=== Begin Enclosure ===

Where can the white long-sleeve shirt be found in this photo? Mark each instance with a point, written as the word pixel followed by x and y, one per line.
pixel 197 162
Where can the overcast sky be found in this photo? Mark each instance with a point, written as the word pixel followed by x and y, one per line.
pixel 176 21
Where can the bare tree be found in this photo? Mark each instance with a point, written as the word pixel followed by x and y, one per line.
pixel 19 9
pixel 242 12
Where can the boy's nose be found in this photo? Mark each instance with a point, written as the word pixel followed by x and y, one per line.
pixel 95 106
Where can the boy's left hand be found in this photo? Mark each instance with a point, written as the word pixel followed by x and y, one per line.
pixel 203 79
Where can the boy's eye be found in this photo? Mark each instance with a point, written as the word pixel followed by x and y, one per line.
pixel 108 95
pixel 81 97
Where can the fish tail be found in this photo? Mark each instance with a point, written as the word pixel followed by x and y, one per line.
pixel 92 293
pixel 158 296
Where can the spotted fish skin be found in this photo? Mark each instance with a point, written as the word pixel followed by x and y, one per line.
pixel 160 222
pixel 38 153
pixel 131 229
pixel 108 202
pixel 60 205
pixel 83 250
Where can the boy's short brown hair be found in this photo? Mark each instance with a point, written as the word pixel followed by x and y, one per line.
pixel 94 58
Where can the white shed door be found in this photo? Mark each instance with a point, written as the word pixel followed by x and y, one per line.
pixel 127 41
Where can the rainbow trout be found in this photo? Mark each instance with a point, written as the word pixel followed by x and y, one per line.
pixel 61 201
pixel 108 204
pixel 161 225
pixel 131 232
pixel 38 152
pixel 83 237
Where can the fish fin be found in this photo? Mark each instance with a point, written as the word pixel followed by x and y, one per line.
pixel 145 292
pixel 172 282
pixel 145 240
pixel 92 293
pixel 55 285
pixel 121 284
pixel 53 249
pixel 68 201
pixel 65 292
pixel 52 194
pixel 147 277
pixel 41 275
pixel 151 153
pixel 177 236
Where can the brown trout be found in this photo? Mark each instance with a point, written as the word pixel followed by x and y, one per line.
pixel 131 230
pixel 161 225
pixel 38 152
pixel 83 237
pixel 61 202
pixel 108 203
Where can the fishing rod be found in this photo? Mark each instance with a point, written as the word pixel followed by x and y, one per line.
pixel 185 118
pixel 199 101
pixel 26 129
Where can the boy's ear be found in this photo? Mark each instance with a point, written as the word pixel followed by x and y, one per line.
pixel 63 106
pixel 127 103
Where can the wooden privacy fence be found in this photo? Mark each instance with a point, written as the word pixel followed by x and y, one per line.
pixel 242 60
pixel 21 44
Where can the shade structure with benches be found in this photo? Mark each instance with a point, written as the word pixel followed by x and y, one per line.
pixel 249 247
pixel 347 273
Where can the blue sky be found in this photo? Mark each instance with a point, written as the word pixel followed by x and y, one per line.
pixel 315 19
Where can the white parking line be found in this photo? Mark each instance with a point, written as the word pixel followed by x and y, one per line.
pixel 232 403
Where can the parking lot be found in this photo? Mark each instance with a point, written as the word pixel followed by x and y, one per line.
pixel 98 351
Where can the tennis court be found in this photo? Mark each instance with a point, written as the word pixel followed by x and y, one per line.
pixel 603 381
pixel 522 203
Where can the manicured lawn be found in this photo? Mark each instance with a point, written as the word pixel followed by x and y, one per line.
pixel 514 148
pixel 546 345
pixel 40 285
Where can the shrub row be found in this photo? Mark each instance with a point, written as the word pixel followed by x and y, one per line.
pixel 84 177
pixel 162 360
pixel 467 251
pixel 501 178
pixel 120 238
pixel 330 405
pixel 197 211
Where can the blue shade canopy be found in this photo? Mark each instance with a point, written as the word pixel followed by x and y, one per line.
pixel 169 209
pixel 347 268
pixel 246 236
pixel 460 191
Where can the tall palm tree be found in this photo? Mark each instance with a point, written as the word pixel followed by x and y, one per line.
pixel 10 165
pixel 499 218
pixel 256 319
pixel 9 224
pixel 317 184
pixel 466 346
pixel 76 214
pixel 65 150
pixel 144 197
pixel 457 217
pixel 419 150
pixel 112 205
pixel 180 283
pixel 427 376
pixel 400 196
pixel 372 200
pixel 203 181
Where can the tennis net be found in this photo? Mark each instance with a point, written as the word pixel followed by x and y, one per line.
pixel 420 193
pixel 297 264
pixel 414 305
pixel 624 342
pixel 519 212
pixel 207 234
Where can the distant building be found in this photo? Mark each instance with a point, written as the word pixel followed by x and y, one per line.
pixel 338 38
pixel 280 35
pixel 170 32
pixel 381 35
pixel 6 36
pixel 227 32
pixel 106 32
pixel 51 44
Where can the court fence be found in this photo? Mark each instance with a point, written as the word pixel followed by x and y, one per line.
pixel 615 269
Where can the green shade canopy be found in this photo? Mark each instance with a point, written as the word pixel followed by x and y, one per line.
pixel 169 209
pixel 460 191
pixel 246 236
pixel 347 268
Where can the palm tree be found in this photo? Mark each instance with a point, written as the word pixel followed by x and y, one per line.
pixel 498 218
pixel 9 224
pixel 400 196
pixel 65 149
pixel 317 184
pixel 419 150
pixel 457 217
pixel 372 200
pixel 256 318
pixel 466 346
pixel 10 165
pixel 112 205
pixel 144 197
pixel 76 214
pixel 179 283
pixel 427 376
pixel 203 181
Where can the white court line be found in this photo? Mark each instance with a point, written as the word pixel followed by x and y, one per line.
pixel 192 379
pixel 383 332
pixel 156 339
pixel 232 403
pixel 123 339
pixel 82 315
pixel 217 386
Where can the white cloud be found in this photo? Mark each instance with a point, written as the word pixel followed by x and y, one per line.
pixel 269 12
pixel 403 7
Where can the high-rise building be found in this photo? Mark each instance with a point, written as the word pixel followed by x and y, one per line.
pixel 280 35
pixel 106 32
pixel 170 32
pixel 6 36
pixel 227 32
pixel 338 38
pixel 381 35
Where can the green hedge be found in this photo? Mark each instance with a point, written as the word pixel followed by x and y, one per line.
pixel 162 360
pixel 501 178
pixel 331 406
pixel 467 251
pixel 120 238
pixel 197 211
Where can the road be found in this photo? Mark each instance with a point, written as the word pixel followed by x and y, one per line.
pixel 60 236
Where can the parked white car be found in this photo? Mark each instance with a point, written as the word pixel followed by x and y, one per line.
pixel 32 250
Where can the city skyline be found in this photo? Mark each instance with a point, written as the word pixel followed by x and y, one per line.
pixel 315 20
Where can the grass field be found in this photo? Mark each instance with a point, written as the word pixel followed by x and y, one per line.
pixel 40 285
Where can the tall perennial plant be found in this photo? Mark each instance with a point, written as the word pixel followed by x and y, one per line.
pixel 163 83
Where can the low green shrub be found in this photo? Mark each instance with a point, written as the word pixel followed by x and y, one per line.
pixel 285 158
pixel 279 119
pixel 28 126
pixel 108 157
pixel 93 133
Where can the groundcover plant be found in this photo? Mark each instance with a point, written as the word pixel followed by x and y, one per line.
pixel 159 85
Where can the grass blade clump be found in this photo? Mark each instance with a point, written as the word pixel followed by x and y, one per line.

=== End Enclosure ===

All of the records above need to be printed again exactly as they appear.

Where can the white long-sleeve shirt be found in this photo? Mark each instance with a point, written as the word pixel followed by x and y, one per line.
pixel 197 162
Where can the overcast sky be found in this photo? Mark each instance with a point, written as the word pixel followed by x and y, one per line.
pixel 176 21
Where can the bare tree be found in this photo? Mark each instance with a point, written as the word pixel followed by x and y, one per line.
pixel 19 9
pixel 242 12
Where can the boy's nose be found in this photo? Mark each instance with a point, written as the word pixel followed by x and y, one per line.
pixel 95 106
Where can the boy's left hand be found in this photo? Mark each instance with a point, written as the word pixel followed by x and y, one per line.
pixel 203 79
Where can the boy's eye be found in this photo? Mark each instance with a point, written as the word pixel followed by x and y, one per line.
pixel 108 95
pixel 81 97
Where can the fish tail be found in this photo? Mark each instance with a point, written as the word pixel followed by x and y, one per line.
pixel 92 293
pixel 158 296
Where can the spotted fish skin be found in this photo? Mark each instance with a point, written as the word pixel followed by x and y, one per line.
pixel 160 222
pixel 38 153
pixel 131 229
pixel 108 202
pixel 60 205
pixel 83 250
Where can the boy's short brown hair be found in this photo? Mark each instance with a point, written as the word pixel followed by x and y, one per line.
pixel 94 58
Where can the white shed door be found in this photo? Mark each instance with a point, written as the word pixel followed by x and y, one per line.
pixel 127 41
Where can the rainbow trout be found in this photo? Mark each instance with a point, written as the word pixel followed by x and y, one per line.
pixel 61 201
pixel 108 204
pixel 161 225
pixel 131 232
pixel 38 152
pixel 83 237
Where can the fish fin be found in this photo? Mark each instance with a point, written as the word pixel followed by x and y, one per line.
pixel 145 292
pixel 172 282
pixel 145 240
pixel 92 293
pixel 55 285
pixel 121 284
pixel 53 249
pixel 68 201
pixel 65 292
pixel 52 194
pixel 147 277
pixel 41 275
pixel 151 153
pixel 177 236
Where can the brown trout be found in this photo? Mark each instance with a point, written as the word pixel followed by x and y, one per line.
pixel 131 230
pixel 161 225
pixel 38 152
pixel 83 237
pixel 61 202
pixel 108 203
Where can the fishing rod be found in this photo? Mark each instance with a point, written as the word pixel followed by x and y, one per line.
pixel 185 118
pixel 199 101
pixel 26 129
Where can the boy's ear be found in this photo? Mark each instance with a point, written as the word pixel followed by x and y, one per line.
pixel 63 106
pixel 127 103
Where can the wooden privacy fence be found in this photo? Mark each instance with a point, written as the word pixel followed by x and y, one per line.
pixel 242 60
pixel 21 44
Where can the shade structure with benches be found in this photo? Mark each instance with a point, written as the word pixel followed by x and y, one per line.
pixel 249 247
pixel 347 273
Where can the blue sky be found in this photo? Mark each instance with a point, written as the word pixel followed by x and y, one per line.
pixel 315 19
Where can the white parking line be found in this photo? Mark each instance with a point, written as the word pixel followed by x and y, one per line.
pixel 232 403
Where can the parking lot be found in this photo? Mark each instance with a point, written as the word pixel followed by x and y, one per line.
pixel 98 351
Where can the tennis court be found in this photo? Mark each instance with a point, written as the word pixel followed by x and y, one per line.
pixel 603 381
pixel 522 203
Where can the manicured lawn be found in this photo? Mark each instance with a point, written as the word pixel followed by x and y, one per line.
pixel 514 148
pixel 546 345
pixel 40 285
Where can the shrub row be found in this photo? Mark each instance with a point, written as the word pixel followed by x and y, one per line.
pixel 84 177
pixel 162 360
pixel 467 251
pixel 501 178
pixel 120 238
pixel 330 405
pixel 197 211
Where can the blue shade canopy be found in this photo? Mark each instance with a point, written as the word pixel followed by x and y, one per line.
pixel 169 209
pixel 347 268
pixel 246 236
pixel 460 191
Where can the tall palm tree be found in this photo? Mark each instance with a point, written as the word pixel followed by x and y, one per line.
pixel 10 165
pixel 499 218
pixel 256 319
pixel 9 224
pixel 317 184
pixel 466 346
pixel 76 214
pixel 65 150
pixel 144 197
pixel 457 217
pixel 419 150
pixel 112 205
pixel 180 283
pixel 427 376
pixel 400 196
pixel 372 200
pixel 203 181
Where can the tennis net be found in this photo? Mark each instance with a point, written as the word pixel followed by x and y, one per line.
pixel 420 193
pixel 297 264
pixel 414 305
pixel 624 342
pixel 519 212
pixel 207 234
Where can the distant building be found in this photo? Mark each instance with a point, written as the word pixel followed by x and y, one per line.
pixel 338 38
pixel 280 35
pixel 170 32
pixel 381 35
pixel 6 36
pixel 227 32
pixel 106 32
pixel 51 44
Where can the court fence be found in this photo? Mark each instance with a point, written as the word pixel followed by x and y, one per line.
pixel 615 269
Where can the green shade canopy be found in this photo? Mark each instance with a point, written as the word pixel followed by x and y, one per line.
pixel 169 209
pixel 460 191
pixel 246 236
pixel 347 268
Where can the palm tree be found in this photo? Mark each instance with a point, written as the word pixel followed by x and y, one per line.
pixel 498 218
pixel 9 224
pixel 400 196
pixel 65 149
pixel 317 184
pixel 419 150
pixel 457 217
pixel 372 200
pixel 256 318
pixel 466 346
pixel 10 165
pixel 112 205
pixel 144 197
pixel 76 214
pixel 179 283
pixel 427 376
pixel 203 181
Where can the white court line be found in this photo? Mark each instance with a point, written as the word pixel followed by x and y, one per line.
pixel 192 379
pixel 383 332
pixel 156 339
pixel 232 403
pixel 123 339
pixel 82 315
pixel 217 386
Where can the white cloud be found in this photo? Mark each instance with a point, written as the word pixel followed by x and y, one per line.
pixel 269 12
pixel 403 7
Where can the high-rise building be found in this photo? Mark each instance with a point, written as the word pixel followed by x and y, one per line.
pixel 280 35
pixel 106 32
pixel 170 32
pixel 6 36
pixel 227 32
pixel 338 38
pixel 381 35
Where can the green hedge be found in this photo? Mark each instance with a point, written as the word pixel followed by x and y, one per line.
pixel 162 360
pixel 501 178
pixel 331 406
pixel 467 251
pixel 120 238
pixel 197 211
Where can the road be found in this photo? Mark each instance with a point, written as the word pixel followed by x and y, one per line.
pixel 60 236
Where can the parked white car be found in this photo? Mark each instance with a point, written as the word pixel followed by x and y, one per line.
pixel 32 250
Where can the city skyline be found in this photo? Mark each instance with a point, written as the word pixel followed by x and y, one per line.
pixel 315 20
Where can the grass field be found in this photo? Mark each instance with a point, written as the word pixel followed by x and y, one per line.
pixel 40 285
Where can the tall perennial plant be found in this photo? Mark each instance with a point, written as the word pixel followed by x and y, one per line.
pixel 163 83
Where can the low green shrub be found in this photo? Mark each instance with a point, written as the word pixel followed by x and y, one per line.
pixel 285 158
pixel 279 119
pixel 28 126
pixel 108 157
pixel 93 133
Where can the groundcover plant be found in this photo? Mark each instance with a point, written as the word pixel followed by x and y, one per line.
pixel 159 85
Where can the grass blade clump be found in this photo? Mark each instance with a point, written as the word pixel followed by x and y, one per line.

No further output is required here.